→ **EXERCISE INSTRUCTIONS**:
Reproduce only the lines in the stretch from "Do you see any weathered" through "526, 344, 546, 413", swapping "metal" for "steel" and leaving everything else the same.

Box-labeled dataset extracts
···
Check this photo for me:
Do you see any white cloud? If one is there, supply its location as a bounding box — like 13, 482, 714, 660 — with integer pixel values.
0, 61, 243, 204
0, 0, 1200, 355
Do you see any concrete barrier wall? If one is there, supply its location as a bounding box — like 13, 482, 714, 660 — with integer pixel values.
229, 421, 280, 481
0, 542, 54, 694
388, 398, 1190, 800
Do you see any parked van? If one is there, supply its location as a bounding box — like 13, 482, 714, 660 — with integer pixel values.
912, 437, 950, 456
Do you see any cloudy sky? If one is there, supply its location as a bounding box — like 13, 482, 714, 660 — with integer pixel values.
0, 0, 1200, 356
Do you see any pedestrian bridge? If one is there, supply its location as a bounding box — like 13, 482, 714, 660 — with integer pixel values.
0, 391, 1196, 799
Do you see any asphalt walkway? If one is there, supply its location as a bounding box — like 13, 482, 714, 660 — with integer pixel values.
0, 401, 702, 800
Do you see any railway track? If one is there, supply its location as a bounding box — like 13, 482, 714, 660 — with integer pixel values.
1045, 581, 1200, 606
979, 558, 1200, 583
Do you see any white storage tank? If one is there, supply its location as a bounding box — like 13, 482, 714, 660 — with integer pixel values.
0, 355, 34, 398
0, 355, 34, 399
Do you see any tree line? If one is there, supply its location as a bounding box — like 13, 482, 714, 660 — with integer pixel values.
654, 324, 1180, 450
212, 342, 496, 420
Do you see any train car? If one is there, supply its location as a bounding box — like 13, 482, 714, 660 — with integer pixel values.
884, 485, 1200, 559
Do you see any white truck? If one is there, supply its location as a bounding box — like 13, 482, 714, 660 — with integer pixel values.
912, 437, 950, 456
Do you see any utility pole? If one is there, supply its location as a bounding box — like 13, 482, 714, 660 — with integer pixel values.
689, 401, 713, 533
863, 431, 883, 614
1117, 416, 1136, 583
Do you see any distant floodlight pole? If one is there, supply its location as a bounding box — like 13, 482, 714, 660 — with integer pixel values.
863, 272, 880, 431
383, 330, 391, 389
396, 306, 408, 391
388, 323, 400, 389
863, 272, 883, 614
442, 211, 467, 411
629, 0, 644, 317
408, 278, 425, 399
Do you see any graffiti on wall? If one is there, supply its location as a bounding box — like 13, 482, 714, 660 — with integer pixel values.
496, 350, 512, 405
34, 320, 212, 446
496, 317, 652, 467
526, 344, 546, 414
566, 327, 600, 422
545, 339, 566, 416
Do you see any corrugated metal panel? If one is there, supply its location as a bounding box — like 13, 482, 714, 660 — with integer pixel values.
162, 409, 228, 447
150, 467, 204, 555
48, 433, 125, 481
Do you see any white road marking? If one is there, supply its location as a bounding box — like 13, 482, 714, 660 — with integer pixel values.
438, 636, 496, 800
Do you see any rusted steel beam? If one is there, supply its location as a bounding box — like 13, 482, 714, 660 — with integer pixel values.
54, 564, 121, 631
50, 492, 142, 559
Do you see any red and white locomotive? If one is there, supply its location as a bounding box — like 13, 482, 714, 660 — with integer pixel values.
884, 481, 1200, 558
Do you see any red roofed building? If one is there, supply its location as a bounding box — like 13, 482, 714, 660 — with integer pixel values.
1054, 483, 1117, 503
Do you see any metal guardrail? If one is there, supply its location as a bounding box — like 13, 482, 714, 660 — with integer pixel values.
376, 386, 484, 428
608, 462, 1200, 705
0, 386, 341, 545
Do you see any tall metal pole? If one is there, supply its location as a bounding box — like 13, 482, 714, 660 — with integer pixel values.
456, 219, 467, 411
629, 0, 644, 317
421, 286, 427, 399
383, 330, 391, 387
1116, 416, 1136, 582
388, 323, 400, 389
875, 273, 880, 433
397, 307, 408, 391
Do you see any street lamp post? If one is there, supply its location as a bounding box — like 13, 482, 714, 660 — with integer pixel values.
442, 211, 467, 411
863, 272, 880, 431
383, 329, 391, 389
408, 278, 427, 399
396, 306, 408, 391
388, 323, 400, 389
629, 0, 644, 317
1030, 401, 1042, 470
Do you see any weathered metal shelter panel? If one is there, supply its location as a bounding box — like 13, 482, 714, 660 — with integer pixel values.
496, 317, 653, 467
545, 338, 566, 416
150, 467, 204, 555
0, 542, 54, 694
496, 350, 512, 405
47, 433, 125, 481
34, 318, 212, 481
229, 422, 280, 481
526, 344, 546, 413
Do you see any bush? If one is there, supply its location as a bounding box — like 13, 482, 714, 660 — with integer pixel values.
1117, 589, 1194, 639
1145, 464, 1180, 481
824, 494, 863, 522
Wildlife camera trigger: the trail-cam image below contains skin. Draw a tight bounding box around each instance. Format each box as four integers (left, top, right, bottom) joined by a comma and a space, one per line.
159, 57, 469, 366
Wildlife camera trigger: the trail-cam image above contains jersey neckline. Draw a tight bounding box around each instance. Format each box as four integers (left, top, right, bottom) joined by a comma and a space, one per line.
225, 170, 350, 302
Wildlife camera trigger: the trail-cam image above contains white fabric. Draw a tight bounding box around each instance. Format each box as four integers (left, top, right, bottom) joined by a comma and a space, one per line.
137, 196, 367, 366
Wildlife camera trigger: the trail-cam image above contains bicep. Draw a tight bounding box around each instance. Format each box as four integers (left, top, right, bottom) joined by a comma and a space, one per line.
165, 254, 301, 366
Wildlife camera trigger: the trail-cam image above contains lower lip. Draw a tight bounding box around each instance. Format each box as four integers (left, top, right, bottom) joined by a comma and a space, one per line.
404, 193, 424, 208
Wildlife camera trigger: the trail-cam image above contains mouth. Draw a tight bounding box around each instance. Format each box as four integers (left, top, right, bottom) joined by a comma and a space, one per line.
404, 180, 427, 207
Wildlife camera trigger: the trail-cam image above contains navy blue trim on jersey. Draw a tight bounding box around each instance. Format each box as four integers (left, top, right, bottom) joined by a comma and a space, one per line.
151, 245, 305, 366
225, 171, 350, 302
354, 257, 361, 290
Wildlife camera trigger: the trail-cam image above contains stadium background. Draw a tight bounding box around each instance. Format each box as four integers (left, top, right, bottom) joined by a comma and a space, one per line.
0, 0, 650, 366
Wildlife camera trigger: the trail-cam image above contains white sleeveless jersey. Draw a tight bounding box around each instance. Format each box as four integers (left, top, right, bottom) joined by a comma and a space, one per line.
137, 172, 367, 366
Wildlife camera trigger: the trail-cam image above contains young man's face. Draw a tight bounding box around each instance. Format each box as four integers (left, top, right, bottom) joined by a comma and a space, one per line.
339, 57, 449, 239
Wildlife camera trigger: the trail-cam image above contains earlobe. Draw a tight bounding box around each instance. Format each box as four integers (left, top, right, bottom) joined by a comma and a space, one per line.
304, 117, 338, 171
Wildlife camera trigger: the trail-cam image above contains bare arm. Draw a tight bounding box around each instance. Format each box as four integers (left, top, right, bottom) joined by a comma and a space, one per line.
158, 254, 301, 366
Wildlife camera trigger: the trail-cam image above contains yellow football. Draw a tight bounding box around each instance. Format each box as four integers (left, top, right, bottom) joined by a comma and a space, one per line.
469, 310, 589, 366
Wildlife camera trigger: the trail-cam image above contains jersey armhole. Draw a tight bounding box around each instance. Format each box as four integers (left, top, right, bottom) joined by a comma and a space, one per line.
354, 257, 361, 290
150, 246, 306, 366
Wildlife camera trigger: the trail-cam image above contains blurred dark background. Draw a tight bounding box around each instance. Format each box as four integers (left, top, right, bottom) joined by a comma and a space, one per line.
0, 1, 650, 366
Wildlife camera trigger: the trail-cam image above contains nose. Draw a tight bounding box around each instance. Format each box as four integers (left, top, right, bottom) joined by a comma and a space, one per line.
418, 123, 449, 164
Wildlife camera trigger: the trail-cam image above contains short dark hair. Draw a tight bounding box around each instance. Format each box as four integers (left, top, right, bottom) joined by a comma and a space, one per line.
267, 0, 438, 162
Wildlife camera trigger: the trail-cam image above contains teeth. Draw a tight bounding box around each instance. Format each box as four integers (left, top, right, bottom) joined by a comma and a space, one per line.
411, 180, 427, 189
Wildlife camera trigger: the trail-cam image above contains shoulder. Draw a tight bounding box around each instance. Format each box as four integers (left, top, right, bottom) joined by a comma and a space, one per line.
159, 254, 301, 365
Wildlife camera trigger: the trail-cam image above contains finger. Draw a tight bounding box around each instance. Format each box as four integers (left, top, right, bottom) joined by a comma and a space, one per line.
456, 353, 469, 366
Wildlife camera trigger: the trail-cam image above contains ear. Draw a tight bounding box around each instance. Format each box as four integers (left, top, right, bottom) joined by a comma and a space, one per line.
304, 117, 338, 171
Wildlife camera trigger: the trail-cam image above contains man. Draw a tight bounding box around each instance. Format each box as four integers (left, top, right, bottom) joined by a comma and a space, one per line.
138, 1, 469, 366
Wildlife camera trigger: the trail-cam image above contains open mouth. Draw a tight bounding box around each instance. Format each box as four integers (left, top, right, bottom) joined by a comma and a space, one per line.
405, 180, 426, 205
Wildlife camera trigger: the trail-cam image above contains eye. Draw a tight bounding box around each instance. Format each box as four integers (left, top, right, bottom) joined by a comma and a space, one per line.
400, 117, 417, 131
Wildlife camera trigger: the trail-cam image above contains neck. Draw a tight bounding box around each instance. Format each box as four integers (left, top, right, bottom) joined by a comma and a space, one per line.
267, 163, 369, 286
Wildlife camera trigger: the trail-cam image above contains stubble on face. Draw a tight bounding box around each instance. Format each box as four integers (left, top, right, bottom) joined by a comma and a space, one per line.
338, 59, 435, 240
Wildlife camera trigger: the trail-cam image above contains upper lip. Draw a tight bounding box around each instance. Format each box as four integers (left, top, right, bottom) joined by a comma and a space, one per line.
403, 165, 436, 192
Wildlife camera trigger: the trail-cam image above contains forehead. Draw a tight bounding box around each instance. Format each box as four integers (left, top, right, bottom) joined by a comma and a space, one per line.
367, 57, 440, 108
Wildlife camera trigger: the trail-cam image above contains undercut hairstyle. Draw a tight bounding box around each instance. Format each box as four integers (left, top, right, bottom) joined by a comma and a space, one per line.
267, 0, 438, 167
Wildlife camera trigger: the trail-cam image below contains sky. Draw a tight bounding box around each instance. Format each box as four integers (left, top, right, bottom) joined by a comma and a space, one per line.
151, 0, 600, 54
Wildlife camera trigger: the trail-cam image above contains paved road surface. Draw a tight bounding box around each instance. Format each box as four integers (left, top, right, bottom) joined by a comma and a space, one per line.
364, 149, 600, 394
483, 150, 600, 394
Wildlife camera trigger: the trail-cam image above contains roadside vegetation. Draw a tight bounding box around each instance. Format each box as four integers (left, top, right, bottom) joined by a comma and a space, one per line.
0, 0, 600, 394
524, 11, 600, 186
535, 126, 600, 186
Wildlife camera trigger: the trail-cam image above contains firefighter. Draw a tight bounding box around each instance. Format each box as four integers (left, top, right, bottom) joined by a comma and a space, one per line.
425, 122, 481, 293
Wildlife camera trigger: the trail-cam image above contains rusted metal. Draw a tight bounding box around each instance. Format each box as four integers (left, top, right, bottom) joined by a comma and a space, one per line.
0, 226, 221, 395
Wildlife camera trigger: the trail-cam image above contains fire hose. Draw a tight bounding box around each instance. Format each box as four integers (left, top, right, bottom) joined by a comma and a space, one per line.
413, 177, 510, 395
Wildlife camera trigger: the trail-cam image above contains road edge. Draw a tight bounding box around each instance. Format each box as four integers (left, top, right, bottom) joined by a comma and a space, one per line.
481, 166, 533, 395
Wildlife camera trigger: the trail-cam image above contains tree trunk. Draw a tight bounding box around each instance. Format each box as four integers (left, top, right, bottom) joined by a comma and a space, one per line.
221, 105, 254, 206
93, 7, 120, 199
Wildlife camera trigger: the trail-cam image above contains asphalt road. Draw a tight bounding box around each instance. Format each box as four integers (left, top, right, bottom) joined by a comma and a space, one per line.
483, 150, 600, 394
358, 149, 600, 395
···
→ **FINISHED EXERCISE**:
Do you see any weathered steel shelter panel? If one is there, supply its location as a bounding box — like 13, 482, 714, 660 — with integer pixel values.
496, 317, 653, 467
545, 338, 566, 416
150, 467, 204, 555
0, 542, 54, 694
496, 350, 512, 405
47, 433, 125, 481
34, 318, 212, 481
229, 422, 280, 481
526, 344, 546, 413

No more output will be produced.